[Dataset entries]
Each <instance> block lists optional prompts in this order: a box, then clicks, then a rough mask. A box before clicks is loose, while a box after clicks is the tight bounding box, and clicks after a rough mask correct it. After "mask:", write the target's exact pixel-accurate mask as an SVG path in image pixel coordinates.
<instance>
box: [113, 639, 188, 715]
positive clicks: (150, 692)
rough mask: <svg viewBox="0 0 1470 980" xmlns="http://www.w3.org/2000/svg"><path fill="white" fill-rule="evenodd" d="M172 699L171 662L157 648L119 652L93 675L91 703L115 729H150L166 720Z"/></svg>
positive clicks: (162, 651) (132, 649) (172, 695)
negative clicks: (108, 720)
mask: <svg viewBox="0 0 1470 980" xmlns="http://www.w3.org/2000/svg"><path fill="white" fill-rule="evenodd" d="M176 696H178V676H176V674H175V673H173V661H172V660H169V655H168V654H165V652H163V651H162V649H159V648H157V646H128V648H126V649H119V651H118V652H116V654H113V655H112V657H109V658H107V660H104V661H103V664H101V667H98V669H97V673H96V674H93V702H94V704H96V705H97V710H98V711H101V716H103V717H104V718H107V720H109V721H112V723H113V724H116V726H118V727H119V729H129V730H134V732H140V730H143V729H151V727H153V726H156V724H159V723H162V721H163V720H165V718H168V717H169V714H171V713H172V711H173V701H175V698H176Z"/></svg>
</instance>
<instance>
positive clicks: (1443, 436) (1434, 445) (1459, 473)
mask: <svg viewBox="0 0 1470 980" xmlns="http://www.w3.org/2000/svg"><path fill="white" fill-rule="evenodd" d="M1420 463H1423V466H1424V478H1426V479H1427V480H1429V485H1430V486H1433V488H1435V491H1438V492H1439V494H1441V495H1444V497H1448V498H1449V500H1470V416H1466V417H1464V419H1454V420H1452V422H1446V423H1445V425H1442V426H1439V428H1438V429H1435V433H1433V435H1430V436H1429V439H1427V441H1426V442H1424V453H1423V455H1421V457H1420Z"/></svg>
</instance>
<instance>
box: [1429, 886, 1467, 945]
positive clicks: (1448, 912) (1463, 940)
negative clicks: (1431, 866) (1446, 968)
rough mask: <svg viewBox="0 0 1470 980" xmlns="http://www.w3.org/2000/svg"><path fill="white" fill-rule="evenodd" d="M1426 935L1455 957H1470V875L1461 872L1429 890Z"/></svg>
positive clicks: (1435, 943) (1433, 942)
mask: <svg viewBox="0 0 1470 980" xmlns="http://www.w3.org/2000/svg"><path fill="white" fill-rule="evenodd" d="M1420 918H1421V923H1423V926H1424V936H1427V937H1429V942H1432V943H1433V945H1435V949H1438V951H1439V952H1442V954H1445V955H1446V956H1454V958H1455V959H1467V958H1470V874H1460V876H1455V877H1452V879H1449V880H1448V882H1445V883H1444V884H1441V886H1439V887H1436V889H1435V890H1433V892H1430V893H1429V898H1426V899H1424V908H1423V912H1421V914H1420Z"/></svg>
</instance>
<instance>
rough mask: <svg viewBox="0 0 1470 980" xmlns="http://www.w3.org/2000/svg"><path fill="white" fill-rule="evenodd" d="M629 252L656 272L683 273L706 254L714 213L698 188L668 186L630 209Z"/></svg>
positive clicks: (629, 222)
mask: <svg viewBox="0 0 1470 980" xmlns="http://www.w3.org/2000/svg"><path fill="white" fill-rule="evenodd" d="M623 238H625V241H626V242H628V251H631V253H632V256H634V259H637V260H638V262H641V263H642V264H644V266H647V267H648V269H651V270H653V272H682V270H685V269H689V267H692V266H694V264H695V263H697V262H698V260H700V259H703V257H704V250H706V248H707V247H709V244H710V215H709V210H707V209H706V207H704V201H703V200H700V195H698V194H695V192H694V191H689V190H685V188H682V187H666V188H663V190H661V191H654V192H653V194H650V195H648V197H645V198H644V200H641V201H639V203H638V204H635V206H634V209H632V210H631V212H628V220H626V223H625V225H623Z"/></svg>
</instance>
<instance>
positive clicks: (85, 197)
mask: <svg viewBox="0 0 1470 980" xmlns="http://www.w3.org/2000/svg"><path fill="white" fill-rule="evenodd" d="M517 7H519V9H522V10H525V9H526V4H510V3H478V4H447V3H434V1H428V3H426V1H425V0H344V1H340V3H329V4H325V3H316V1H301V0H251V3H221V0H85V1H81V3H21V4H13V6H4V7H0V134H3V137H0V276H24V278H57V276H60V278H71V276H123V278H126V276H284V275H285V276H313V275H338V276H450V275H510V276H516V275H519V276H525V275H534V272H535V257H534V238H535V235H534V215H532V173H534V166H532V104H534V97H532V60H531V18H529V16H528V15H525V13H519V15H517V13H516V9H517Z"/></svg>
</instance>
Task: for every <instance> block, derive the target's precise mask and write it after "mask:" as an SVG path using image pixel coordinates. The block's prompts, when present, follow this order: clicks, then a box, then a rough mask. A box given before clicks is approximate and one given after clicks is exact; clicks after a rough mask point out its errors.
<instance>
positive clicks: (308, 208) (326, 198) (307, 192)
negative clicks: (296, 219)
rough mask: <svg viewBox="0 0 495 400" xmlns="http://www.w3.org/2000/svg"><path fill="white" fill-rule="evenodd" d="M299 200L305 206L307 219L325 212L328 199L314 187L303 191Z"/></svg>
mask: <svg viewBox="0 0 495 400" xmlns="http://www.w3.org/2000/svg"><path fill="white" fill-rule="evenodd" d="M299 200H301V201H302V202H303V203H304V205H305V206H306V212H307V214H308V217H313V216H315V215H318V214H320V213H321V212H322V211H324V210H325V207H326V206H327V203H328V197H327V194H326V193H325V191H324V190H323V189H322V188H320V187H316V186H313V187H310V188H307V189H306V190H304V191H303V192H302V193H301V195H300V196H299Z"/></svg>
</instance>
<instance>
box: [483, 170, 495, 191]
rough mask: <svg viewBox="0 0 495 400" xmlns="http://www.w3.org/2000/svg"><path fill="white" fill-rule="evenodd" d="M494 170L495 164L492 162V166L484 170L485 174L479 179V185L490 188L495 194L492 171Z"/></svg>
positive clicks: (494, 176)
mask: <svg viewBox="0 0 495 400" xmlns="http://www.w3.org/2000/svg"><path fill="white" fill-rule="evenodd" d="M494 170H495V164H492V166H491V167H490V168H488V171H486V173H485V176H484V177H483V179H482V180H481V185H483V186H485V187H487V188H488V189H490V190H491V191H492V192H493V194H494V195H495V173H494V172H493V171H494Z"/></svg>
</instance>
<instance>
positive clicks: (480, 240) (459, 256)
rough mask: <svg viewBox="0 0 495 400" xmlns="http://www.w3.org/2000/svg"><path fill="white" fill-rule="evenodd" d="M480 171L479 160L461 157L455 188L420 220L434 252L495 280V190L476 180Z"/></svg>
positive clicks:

### BRIEF:
The records above must be retyped in full, exactly as written.

### EXERCISE RESPONSE:
Each <instance> block lists optional prompts in this order: a box, then clicks, then a rough mask. A box before clicks is loose, while a box after clicks is the tight bounding box, and clicks after a rough mask correct it. After "mask:", write the target's exact pixel-accurate mask as an SVG path in image pixel coordinates.
<instance>
box: [113, 639, 188, 715]
positive clicks: (150, 692)
rough mask: <svg viewBox="0 0 1470 980" xmlns="http://www.w3.org/2000/svg"><path fill="white" fill-rule="evenodd" d="M172 699L171 662L157 648L119 652L93 675L91 703L115 729H150L166 720Z"/></svg>
positive clicks: (162, 651) (132, 649) (172, 695)
negative clicks: (108, 720)
mask: <svg viewBox="0 0 1470 980" xmlns="http://www.w3.org/2000/svg"><path fill="white" fill-rule="evenodd" d="M176 696H178V676H176V674H175V673H173V661H172V660H169V655H168V654H165V652H163V651H162V649H159V648H157V646H128V648H126V649H119V651H118V652H116V654H113V655H112V657H109V658H107V660H104V661H103V664H101V667H98V669H97V673H96V674H93V702H94V704H96V705H97V710H98V711H101V716H103V717H104V718H107V720H109V721H112V723H113V724H116V726H118V727H119V729H129V730H134V732H140V730H143V729H151V727H153V726H156V724H159V723H162V721H163V720H165V718H168V717H169V714H171V713H172V711H173V701H175V698H176Z"/></svg>
</instance>
<instance>
positive clicks: (1443, 436) (1434, 445) (1459, 473)
mask: <svg viewBox="0 0 1470 980" xmlns="http://www.w3.org/2000/svg"><path fill="white" fill-rule="evenodd" d="M1420 463H1423V466H1424V478H1426V479H1427V480H1429V485H1430V486H1433V488H1435V491H1438V492H1439V494H1441V495H1444V497H1448V498H1449V500H1470V416H1466V417H1464V419H1454V420H1452V422H1446V423H1445V425H1442V426H1439V428H1438V429H1435V433H1433V435H1430V436H1429V439H1427V441H1426V442H1424V453H1423V455H1421V457H1420Z"/></svg>
</instance>
<instance>
box: [1429, 886, 1467, 945]
positive clicks: (1448, 912) (1463, 940)
negative clicks: (1431, 866) (1446, 968)
rough mask: <svg viewBox="0 0 1470 980" xmlns="http://www.w3.org/2000/svg"><path fill="white" fill-rule="evenodd" d="M1426 935L1455 957H1470V875L1461 872L1429 890Z"/></svg>
positive clicks: (1435, 943) (1433, 942)
mask: <svg viewBox="0 0 1470 980" xmlns="http://www.w3.org/2000/svg"><path fill="white" fill-rule="evenodd" d="M1420 918H1421V923H1423V926H1424V936H1427V937H1429V942H1432V943H1433V945H1435V949H1438V951H1439V952H1442V954H1445V955H1446V956H1454V958H1455V959H1467V958H1470V874H1460V876H1455V877H1452V879H1449V880H1448V882H1445V883H1444V884H1441V886H1439V887H1436V889H1435V890H1433V892H1430V893H1429V898H1426V899H1424V908H1423V912H1421V914H1420Z"/></svg>
</instance>
<instance>
rough mask: <svg viewBox="0 0 1470 980" xmlns="http://www.w3.org/2000/svg"><path fill="white" fill-rule="evenodd" d="M629 252L656 272L683 273L706 254L714 213L698 188L668 186L630 209Z"/></svg>
positive clicks: (629, 222)
mask: <svg viewBox="0 0 1470 980" xmlns="http://www.w3.org/2000/svg"><path fill="white" fill-rule="evenodd" d="M623 238H625V241H626V242H628V251H631V253H632V256H634V259H637V260H638V262H641V263H642V264H644V266H647V267H648V269H651V270H653V272H682V270H685V269H689V267H692V266H694V264H695V263H697V262H698V260H700V259H703V257H704V250H706V248H707V247H709V244H710V215H709V210H707V209H706V207H704V201H703V200H700V195H698V194H695V192H694V191H689V190H685V188H682V187H666V188H663V190H661V191H654V192H653V194H650V195H648V197H645V198H644V200H641V201H639V203H638V204H635V206H634V209H632V210H631V212H628V220H626V223H625V225H623Z"/></svg>
</instance>
<instance>
positive clicks: (85, 197)
mask: <svg viewBox="0 0 1470 980" xmlns="http://www.w3.org/2000/svg"><path fill="white" fill-rule="evenodd" d="M517 7H519V9H522V10H525V9H526V4H510V3H478V4H447V3H434V1H428V3H426V1H425V0H344V1H340V3H329V4H325V3H316V1H301V0H251V3H221V0H85V1H81V3H21V4H13V6H4V7H0V134H3V137H0V276H24V278H57V276H60V278H71V276H123V278H126V276H284V275H285V276H313V275H338V276H450V275H510V276H516V275H519V276H525V275H534V272H535V257H534V238H535V235H534V215H532V173H534V166H532V104H534V97H532V60H531V18H529V16H528V15H525V13H519V15H517V13H516V9H517Z"/></svg>
</instance>
Task: for every <instance> block, derive the target's precise mask and write it after "mask:" as an SVG path using image pixel coordinates. The block's prompts, when present, follow this order: clicks, then a box, then a rough mask. A box given before clicks is approximate and one given after clicks is exact; clicks after a rough mask point out its errors.
<instance>
positive clicks: (308, 208) (326, 198) (307, 192)
negative clicks: (296, 219)
rough mask: <svg viewBox="0 0 495 400" xmlns="http://www.w3.org/2000/svg"><path fill="white" fill-rule="evenodd" d="M299 200L305 206L307 219L325 212L328 199L314 187L303 191Z"/></svg>
mask: <svg viewBox="0 0 495 400" xmlns="http://www.w3.org/2000/svg"><path fill="white" fill-rule="evenodd" d="M299 200H301V201H302V202H303V203H304V205H305V206H306V212H307V214H308V217H313V216H315V215H318V214H320V213H321V212H322V211H324V210H325V207H326V206H327V203H328V197H327V194H326V193H325V191H324V190H323V189H322V188H320V187H316V186H313V187H310V188H307V189H306V190H304V191H303V192H302V193H301V195H300V196H299Z"/></svg>
</instance>
<instance>
box: [483, 170, 495, 191]
rough mask: <svg viewBox="0 0 495 400" xmlns="http://www.w3.org/2000/svg"><path fill="white" fill-rule="evenodd" d="M494 170L495 164L492 162V166L484 170L485 174L479 179V185L490 188L495 194L492 171Z"/></svg>
positive clicks: (494, 176)
mask: <svg viewBox="0 0 495 400" xmlns="http://www.w3.org/2000/svg"><path fill="white" fill-rule="evenodd" d="M494 170H495V164H492V166H491V167H490V168H488V171H486V173H485V176H484V177H483V179H482V180H481V185H483V186H485V187H487V188H488V189H490V190H491V191H492V192H493V194H494V195H495V173H494V172H493V171H494Z"/></svg>
</instance>
<instance>
positive clicks: (480, 240) (459, 256)
rough mask: <svg viewBox="0 0 495 400" xmlns="http://www.w3.org/2000/svg"><path fill="white" fill-rule="evenodd" d="M480 171L479 160L461 157L455 188L420 220L434 252L495 280V190L476 180Z"/></svg>
positive clicks:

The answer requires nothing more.